### Required work
Find, in the records below, the line that contains "Trace the outline of every instance of the white" and the line that contains "Outline every instance of the white railing". Copy those two lines and everything between them exactly, but not the pictures.

####################

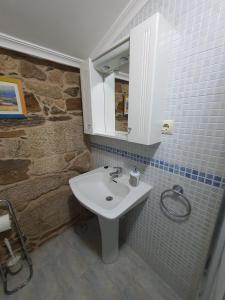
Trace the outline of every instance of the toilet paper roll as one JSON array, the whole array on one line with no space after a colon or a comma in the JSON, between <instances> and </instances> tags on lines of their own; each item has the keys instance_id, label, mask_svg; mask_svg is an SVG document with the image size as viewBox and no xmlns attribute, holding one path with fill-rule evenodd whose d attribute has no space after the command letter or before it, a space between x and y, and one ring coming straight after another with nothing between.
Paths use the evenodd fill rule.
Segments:
<instances>
[{"instance_id":1,"label":"toilet paper roll","mask_svg":"<svg viewBox=\"0 0 225 300\"><path fill-rule=\"evenodd\" d=\"M9 214L0 216L0 232L9 230L11 228L11 222Z\"/></svg>"}]
</instances>

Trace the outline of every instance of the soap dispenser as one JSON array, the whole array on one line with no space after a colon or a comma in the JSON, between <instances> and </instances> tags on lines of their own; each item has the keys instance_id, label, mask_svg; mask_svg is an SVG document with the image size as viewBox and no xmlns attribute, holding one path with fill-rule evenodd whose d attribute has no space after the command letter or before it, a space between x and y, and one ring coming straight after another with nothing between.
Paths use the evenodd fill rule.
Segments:
<instances>
[{"instance_id":1,"label":"soap dispenser","mask_svg":"<svg viewBox=\"0 0 225 300\"><path fill-rule=\"evenodd\" d=\"M140 172L137 170L137 167L134 168L133 171L130 172L130 185L138 186L140 180Z\"/></svg>"}]
</instances>

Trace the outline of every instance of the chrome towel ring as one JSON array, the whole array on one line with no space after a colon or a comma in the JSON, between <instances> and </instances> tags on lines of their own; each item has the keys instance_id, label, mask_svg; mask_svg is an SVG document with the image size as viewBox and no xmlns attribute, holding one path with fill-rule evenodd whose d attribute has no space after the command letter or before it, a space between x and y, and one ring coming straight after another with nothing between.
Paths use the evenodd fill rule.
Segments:
<instances>
[{"instance_id":1,"label":"chrome towel ring","mask_svg":"<svg viewBox=\"0 0 225 300\"><path fill-rule=\"evenodd\" d=\"M172 189L165 190L161 194L160 208L174 221L184 221L191 214L190 201L183 194L184 190L180 185L174 185ZM166 201L168 198L170 201Z\"/></svg>"}]
</instances>

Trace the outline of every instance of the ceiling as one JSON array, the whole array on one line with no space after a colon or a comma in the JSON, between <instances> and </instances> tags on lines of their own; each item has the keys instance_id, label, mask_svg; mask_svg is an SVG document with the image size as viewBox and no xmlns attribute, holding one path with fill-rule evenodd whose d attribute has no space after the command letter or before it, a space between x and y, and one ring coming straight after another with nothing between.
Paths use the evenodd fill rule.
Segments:
<instances>
[{"instance_id":1,"label":"ceiling","mask_svg":"<svg viewBox=\"0 0 225 300\"><path fill-rule=\"evenodd\" d=\"M129 0L0 1L0 32L85 59Z\"/></svg>"}]
</instances>

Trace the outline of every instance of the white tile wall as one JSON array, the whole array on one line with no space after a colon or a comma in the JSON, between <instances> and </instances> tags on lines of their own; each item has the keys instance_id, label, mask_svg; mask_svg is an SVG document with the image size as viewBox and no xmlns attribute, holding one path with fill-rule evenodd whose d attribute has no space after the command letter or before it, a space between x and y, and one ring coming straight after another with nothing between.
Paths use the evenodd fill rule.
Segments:
<instances>
[{"instance_id":1,"label":"white tile wall","mask_svg":"<svg viewBox=\"0 0 225 300\"><path fill-rule=\"evenodd\" d=\"M225 176L225 1L153 0L118 37L160 12L173 26L169 36L170 78L164 118L175 121L172 136L142 146L92 137L109 145L209 174ZM93 148L97 165L134 162ZM205 264L222 189L139 164L142 179L154 185L150 199L128 214L127 242L183 299L194 299ZM159 209L160 194L180 184L191 200L192 214L174 223Z\"/></svg>"}]
</instances>

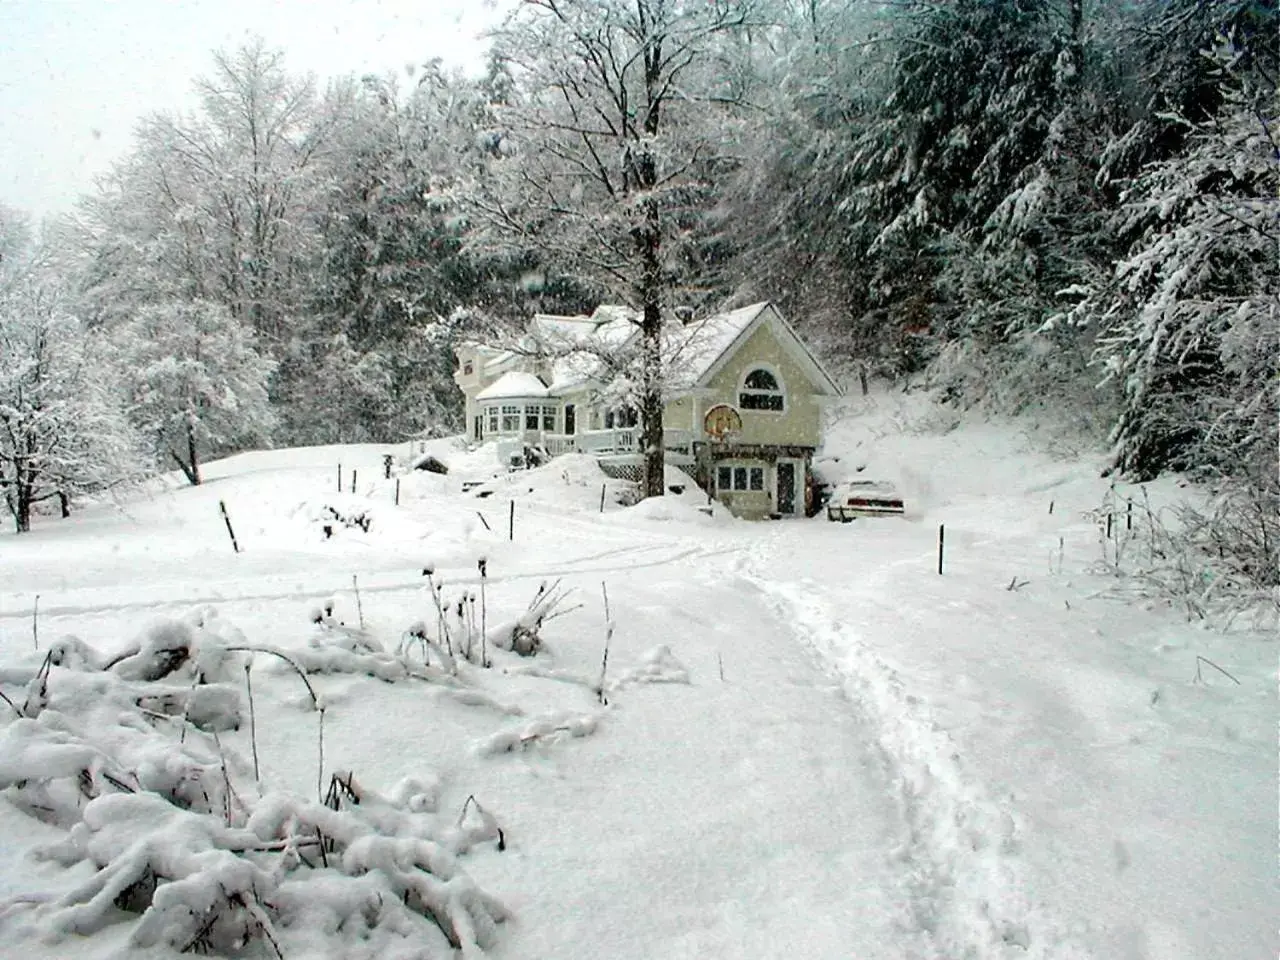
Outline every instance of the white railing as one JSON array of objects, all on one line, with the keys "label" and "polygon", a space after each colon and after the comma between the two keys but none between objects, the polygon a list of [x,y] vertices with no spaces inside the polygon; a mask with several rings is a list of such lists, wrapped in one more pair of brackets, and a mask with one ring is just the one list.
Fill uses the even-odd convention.
[{"label": "white railing", "polygon": [[637,453],[640,449],[639,427],[617,427],[612,430],[584,430],[578,434],[578,449],[596,456]]},{"label": "white railing", "polygon": [[544,433],[542,435],[542,449],[553,457],[558,457],[562,453],[573,453],[578,449],[576,441],[577,437],[565,436],[563,433]]},{"label": "white railing", "polygon": [[[639,427],[615,427],[612,430],[585,430],[576,437],[577,449],[597,456],[641,453],[644,434]],[[662,445],[668,450],[689,450],[693,442],[691,430],[667,428],[662,431]]]},{"label": "white railing", "polygon": [[[667,428],[662,431],[663,446],[678,453],[692,453],[693,431]],[[524,452],[525,445],[541,447],[553,457],[580,451],[592,456],[629,456],[643,452],[644,434],[639,427],[615,427],[612,430],[584,430],[573,436],[563,433],[528,431],[498,440],[498,458],[508,464]]]}]

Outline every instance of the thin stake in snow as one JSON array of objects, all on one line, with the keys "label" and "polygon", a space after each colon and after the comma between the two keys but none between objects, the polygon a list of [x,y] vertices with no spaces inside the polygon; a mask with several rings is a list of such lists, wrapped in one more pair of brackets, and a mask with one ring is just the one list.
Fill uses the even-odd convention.
[{"label": "thin stake in snow", "polygon": [[338,492],[342,492],[342,463],[338,463]]},{"label": "thin stake in snow", "polygon": [[252,664],[244,665],[244,687],[249,697],[249,746],[253,750],[253,781],[262,788],[262,777],[258,772],[258,717],[253,705],[253,681],[249,679]]},{"label": "thin stake in snow", "polygon": [[360,581],[353,573],[351,575],[351,589],[356,592],[356,617],[360,620],[360,629],[364,629],[364,606],[360,603]]},{"label": "thin stake in snow", "polygon": [[218,501],[218,509],[222,511],[222,522],[227,525],[227,536],[231,538],[231,547],[236,553],[240,552],[240,544],[236,542],[236,532],[231,529],[231,518],[227,516],[227,505],[224,501]]},{"label": "thin stake in snow", "polygon": [[317,737],[318,764],[316,766],[316,799],[324,803],[324,707],[320,708],[320,726]]},{"label": "thin stake in snow", "polygon": [[476,516],[480,518],[480,522],[484,524],[484,528],[492,533],[493,527],[489,526],[489,521],[484,518],[484,514],[477,510]]},{"label": "thin stake in snow", "polygon": [[938,576],[942,576],[942,551],[947,538],[945,527],[945,524],[938,524]]},{"label": "thin stake in snow", "polygon": [[1234,683],[1237,687],[1241,685],[1240,681],[1237,680],[1235,677],[1233,677],[1231,674],[1227,673],[1226,670],[1223,670],[1220,666],[1218,666],[1208,657],[1202,657],[1198,653],[1196,654],[1196,683],[1204,683],[1204,678],[1200,676],[1201,663],[1207,663],[1209,666],[1213,667],[1213,669],[1217,670],[1220,674],[1222,674],[1224,677],[1226,677],[1228,680]]},{"label": "thin stake in snow", "polygon": [[515,540],[516,538],[516,502],[511,501],[510,516],[507,519],[507,539]]},{"label": "thin stake in snow", "polygon": [[609,488],[607,483],[600,484],[600,512],[604,513],[604,492]]},{"label": "thin stake in snow", "polygon": [[400,478],[396,477],[396,506],[400,506]]},{"label": "thin stake in snow", "polygon": [[1053,501],[1049,501],[1049,516],[1053,516]]},{"label": "thin stake in snow", "polygon": [[605,674],[609,670],[609,643],[613,640],[613,616],[609,612],[609,587],[601,580],[600,593],[604,597],[604,658],[600,661],[600,679],[596,682],[596,698],[606,706],[609,698],[604,695]]},{"label": "thin stake in snow", "polygon": [[355,469],[352,469],[351,471],[351,492],[352,493],[356,492],[356,472],[357,471]]},{"label": "thin stake in snow", "polygon": [[724,683],[724,654],[719,650],[716,651],[716,663],[720,667],[720,682]]},{"label": "thin stake in snow", "polygon": [[31,643],[40,649],[40,594],[36,594],[35,602],[31,605]]},{"label": "thin stake in snow", "polygon": [[480,666],[489,666],[489,617],[485,600],[485,581],[489,579],[489,561],[481,557],[480,567]]}]

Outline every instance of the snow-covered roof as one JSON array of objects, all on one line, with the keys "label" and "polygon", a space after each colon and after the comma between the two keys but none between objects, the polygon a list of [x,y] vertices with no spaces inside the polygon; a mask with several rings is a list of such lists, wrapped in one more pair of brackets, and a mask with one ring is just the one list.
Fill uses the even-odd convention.
[{"label": "snow-covered roof", "polygon": [[760,316],[769,304],[717,313],[683,327],[672,327],[666,339],[667,382],[672,388],[696,386]]},{"label": "snow-covered roof", "polygon": [[[737,344],[751,335],[759,323],[772,319],[785,346],[808,372],[815,385],[824,392],[838,394],[839,388],[800,340],[791,326],[768,301],[713,314],[688,324],[674,320],[664,324],[663,356],[668,388],[689,390],[705,385]],[[500,397],[561,396],[573,390],[596,384],[603,386],[614,380],[618,371],[634,359],[632,350],[639,340],[640,314],[630,307],[601,304],[591,316],[557,316],[535,314],[525,336],[525,355],[541,354],[550,360],[550,387],[542,387],[532,374],[516,386],[508,378],[514,371],[503,373],[492,386],[481,391],[477,399]],[[606,362],[605,357],[610,358]],[[498,374],[518,359],[510,351],[496,353],[485,363],[487,374]],[[536,381],[539,388],[530,392]],[[512,392],[517,391],[517,392]]]},{"label": "snow-covered roof", "polygon": [[547,385],[532,373],[509,370],[478,394],[477,400],[511,400],[545,397]]}]

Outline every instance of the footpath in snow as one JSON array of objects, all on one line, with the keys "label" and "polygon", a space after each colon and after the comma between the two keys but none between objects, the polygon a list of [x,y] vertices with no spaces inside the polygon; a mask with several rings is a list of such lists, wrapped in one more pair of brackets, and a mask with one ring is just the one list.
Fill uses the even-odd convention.
[{"label": "footpath in snow", "polygon": [[909,519],[775,527],[741,570],[876,729],[942,954],[1276,955],[1274,635],[1115,599],[1088,461],[857,431]]}]

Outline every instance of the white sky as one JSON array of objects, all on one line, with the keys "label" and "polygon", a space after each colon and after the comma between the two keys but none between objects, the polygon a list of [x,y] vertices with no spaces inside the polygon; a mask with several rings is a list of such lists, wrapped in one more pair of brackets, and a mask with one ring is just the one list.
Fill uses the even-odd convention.
[{"label": "white sky", "polygon": [[0,203],[68,210],[138,117],[189,107],[209,52],[254,33],[323,80],[473,68],[496,18],[494,0],[0,0]]}]

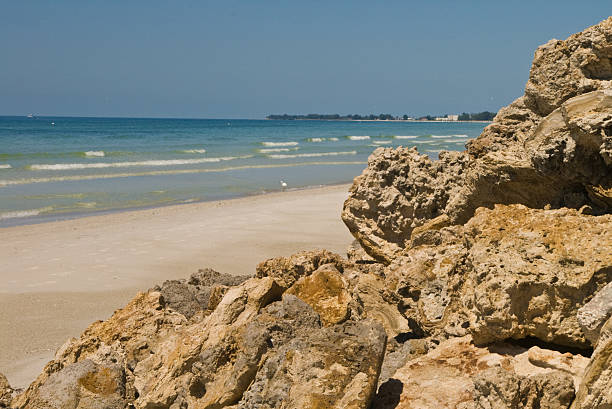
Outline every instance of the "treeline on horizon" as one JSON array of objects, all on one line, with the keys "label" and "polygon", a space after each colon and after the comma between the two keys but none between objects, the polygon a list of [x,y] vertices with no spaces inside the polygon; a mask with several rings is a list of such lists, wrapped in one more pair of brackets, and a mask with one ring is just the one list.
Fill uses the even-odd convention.
[{"label": "treeline on horizon", "polygon": [[[476,112],[476,113],[467,113],[463,112],[458,115],[456,120],[459,121],[492,121],[497,113],[496,112]],[[325,121],[359,121],[359,120],[369,120],[369,121],[436,121],[436,120],[453,120],[450,119],[449,115],[424,115],[419,117],[413,117],[410,115],[391,115],[391,114],[369,114],[369,115],[359,115],[359,114],[350,114],[350,115],[339,115],[339,114],[308,114],[308,115],[289,115],[289,114],[273,114],[266,116],[266,119],[273,120],[325,120]]]}]

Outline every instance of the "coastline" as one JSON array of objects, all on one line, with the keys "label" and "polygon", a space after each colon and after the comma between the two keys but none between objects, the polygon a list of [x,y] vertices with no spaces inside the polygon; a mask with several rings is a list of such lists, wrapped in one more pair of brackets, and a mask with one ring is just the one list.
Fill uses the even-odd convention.
[{"label": "coastline", "polygon": [[27,386],[69,337],[137,291],[199,268],[252,274],[300,250],[343,254],[350,185],[275,192],[2,229],[0,372]]}]

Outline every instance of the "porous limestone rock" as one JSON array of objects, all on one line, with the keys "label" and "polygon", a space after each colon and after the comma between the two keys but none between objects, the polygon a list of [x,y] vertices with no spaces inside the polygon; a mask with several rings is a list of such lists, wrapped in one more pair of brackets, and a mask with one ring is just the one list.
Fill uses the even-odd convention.
[{"label": "porous limestone rock", "polygon": [[192,277],[139,294],[60,348],[13,405],[367,408],[387,335],[354,296],[358,268],[333,253],[303,252],[260,271],[197,307],[185,291],[198,300],[216,274],[206,273],[212,285]]},{"label": "porous limestone rock", "polygon": [[548,361],[532,362],[530,351],[510,344],[477,347],[469,336],[443,341],[398,369],[380,386],[372,407],[567,408],[574,397],[567,372],[581,372],[588,359],[567,358],[566,372]]},{"label": "porous limestone rock", "polygon": [[4,374],[0,373],[0,408],[6,408],[11,403],[13,389]]},{"label": "porous limestone rock", "polygon": [[385,269],[401,309],[439,340],[536,337],[588,348],[578,309],[612,281],[612,215],[522,205],[479,209],[432,230]]},{"label": "porous limestone rock", "polygon": [[518,376],[500,367],[474,378],[474,409],[566,409],[574,387],[563,372]]},{"label": "porous limestone rock", "polygon": [[162,294],[169,309],[191,318],[199,311],[214,310],[216,303],[221,300],[229,287],[238,285],[248,278],[249,276],[221,274],[206,268],[192,274],[188,280],[168,280],[154,290]]},{"label": "porous limestone rock", "polygon": [[466,152],[431,161],[414,148],[375,150],[342,212],[353,236],[389,264],[439,216],[463,224],[478,207],[515,203],[612,212],[610,50],[612,17],[538,49],[525,95]]},{"label": "porous limestone rock", "polygon": [[601,327],[612,316],[612,282],[595,294],[595,297],[578,310],[578,323],[585,337],[596,346]]},{"label": "porous limestone rock", "polygon": [[278,285],[287,289],[300,277],[310,275],[324,264],[333,264],[342,272],[344,261],[327,250],[301,251],[290,257],[276,257],[259,263],[255,276],[272,277]]},{"label": "porous limestone rock", "polygon": [[572,409],[612,408],[612,318],[604,324]]},{"label": "porous limestone rock", "polygon": [[309,304],[325,326],[340,324],[349,317],[351,296],[348,283],[333,264],[324,264],[297,280],[285,294],[293,294]]}]

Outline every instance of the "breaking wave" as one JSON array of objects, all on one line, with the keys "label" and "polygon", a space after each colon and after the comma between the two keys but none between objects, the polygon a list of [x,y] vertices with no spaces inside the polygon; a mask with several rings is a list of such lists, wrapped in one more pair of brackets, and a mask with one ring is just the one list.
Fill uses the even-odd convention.
[{"label": "breaking wave", "polygon": [[357,151],[349,152],[321,152],[321,153],[296,153],[293,155],[268,155],[271,159],[291,159],[291,158],[318,158],[322,156],[357,155]]},{"label": "breaking wave", "polygon": [[47,212],[50,212],[51,210],[53,210],[53,207],[48,206],[48,207],[42,207],[40,209],[15,210],[11,212],[3,212],[3,213],[0,213],[0,220],[38,216],[41,213],[47,213]]},{"label": "breaking wave", "polygon": [[87,151],[84,152],[85,156],[88,158],[103,158],[104,151]]},{"label": "breaking wave", "polygon": [[350,139],[351,141],[365,141],[367,139],[370,139],[369,135],[349,135],[346,137],[347,139]]},{"label": "breaking wave", "polygon": [[206,153],[206,149],[186,149],[182,153]]},{"label": "breaking wave", "polygon": [[299,142],[261,142],[263,146],[297,146]]},{"label": "breaking wave", "polygon": [[200,163],[214,163],[234,159],[247,159],[253,155],[225,156],[219,158],[202,159],[167,159],[167,160],[145,160],[141,162],[104,162],[104,163],[56,163],[52,165],[30,165],[32,170],[74,170],[74,169],[104,169],[104,168],[126,168],[134,166],[178,166],[196,165]]},{"label": "breaking wave", "polygon": [[10,168],[12,168],[12,166],[9,164],[5,164],[5,165],[0,164],[0,169],[10,169]]},{"label": "breaking wave", "polygon": [[270,149],[257,149],[259,153],[272,153],[272,152],[291,152],[297,151],[300,148],[270,148]]},{"label": "breaking wave", "polygon": [[416,139],[419,135],[395,135],[394,139]]}]

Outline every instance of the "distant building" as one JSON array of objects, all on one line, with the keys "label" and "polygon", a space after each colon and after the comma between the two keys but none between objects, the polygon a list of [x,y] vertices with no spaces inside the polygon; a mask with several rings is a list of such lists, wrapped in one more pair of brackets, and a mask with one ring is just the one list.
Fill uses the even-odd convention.
[{"label": "distant building", "polygon": [[455,114],[455,115],[446,115],[446,117],[448,118],[449,121],[458,121],[459,120],[459,115]]}]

####################

### Problem solution
Trace the outline of every instance of the white tile wall as one JSON array, the whole array on one line with no space after a colon or a comma in the JSON, between <instances> and </instances> tags on lines of their own; each item has the keys instance_id, label, mask_svg; mask_svg is an SVG document with the image size as viewBox and no xmlns attribute, holding one path with fill-rule evenodd whose d attribute has no space after the command letter or before it, a space between x and y, and one ring coming straight after another with nothing between.
Paths use the evenodd fill rule.
Segments:
<instances>
[{"instance_id":1,"label":"white tile wall","mask_svg":"<svg viewBox=\"0 0 225 300\"><path fill-rule=\"evenodd\" d=\"M225 176L225 1L153 0L118 37L160 12L173 26L169 36L170 78L164 118L175 121L172 136L142 146L92 137L109 145L209 174ZM93 148L97 165L134 162ZM205 264L222 189L139 164L142 179L154 185L150 199L128 214L127 242L183 299L194 299ZM159 209L160 194L180 184L191 200L192 214L174 223Z\"/></svg>"}]
</instances>

Outline every instance of the white railing as one JSON array of objects, all on one line, with the keys "label" and "polygon", a space after each colon and after the comma between the two keys but none between objects, the polygon a list of [x,y] vertices with no spaces inside the polygon; a mask with several rings is a list of such lists, wrapped in one more pair of brackets, and a mask with one ring is just the one list.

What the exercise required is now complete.